### Material for the task

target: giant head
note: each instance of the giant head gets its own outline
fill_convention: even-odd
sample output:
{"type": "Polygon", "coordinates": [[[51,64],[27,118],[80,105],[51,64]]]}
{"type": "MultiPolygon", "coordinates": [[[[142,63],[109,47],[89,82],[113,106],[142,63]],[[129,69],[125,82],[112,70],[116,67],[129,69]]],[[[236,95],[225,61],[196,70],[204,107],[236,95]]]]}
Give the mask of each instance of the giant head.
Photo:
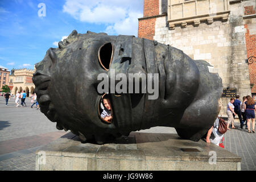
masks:
{"type": "Polygon", "coordinates": [[[221,79],[208,66],[155,41],[74,30],[36,64],[33,82],[41,111],[83,140],[162,126],[197,141],[220,110],[221,79]],[[109,122],[101,117],[106,93],[109,122]]]}

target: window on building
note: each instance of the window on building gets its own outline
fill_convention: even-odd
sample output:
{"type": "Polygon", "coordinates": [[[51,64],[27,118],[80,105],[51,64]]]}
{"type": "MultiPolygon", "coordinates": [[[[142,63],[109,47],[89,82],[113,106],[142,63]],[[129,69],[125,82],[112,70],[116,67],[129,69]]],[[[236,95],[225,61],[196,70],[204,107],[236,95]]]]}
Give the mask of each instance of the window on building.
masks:
{"type": "Polygon", "coordinates": [[[23,82],[23,76],[18,76],[15,78],[15,82],[23,82]]]}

######

- [What the task asks]: Output every line of the records above as a Markdown table with the columns Row and Line, numbering each row and leaving out blank lines and pictures.

- [Task output]:
| Row | Line |
|---|---|
| 1 | target: giant head |
| 2 | note: each instance of the giant head gets its own outline |
| 3 | fill_convention: even-odd |
| 4 | sample output: |
| 5 | {"type": "Polygon", "coordinates": [[[51,64],[27,118],[80,105],[51,64]]]} |
| 6 | {"type": "MultiPolygon", "coordinates": [[[[142,63],[109,47],[89,82],[113,106],[142,63]],[[129,69],[125,82],[112,70],[116,67],[129,69]]],[[[236,95],[225,61],[196,70],[204,107],[236,95]]]]} |
| 7 | Give the mask of each instance of the giant head. |
| 8 | Photo: |
| 9 | masks: |
| 10 | {"type": "Polygon", "coordinates": [[[221,79],[208,66],[155,41],[74,30],[36,64],[33,82],[41,111],[83,140],[162,126],[197,141],[220,110],[221,79]],[[109,122],[101,117],[106,93],[109,122]]]} |
| 11 | target: window on building |
| 12 | note: each instance of the window on building gets its own outline |
| 13 | fill_convention: even-odd |
| 14 | sample output: |
| 15 | {"type": "Polygon", "coordinates": [[[51,64],[27,118],[80,105],[51,64]]]} |
| 16 | {"type": "MultiPolygon", "coordinates": [[[[142,63],[109,47],[89,82],[113,106],[142,63]],[[129,69],[125,82],[112,70],[116,67],[129,69]]],[[[236,95],[225,61],[196,70],[204,107],[236,95]]]]} |
| 17 | Give the mask of each instance of the window on building. |
| 18 | masks: |
| 19 | {"type": "Polygon", "coordinates": [[[23,82],[23,76],[18,76],[15,78],[15,82],[23,82]]]} |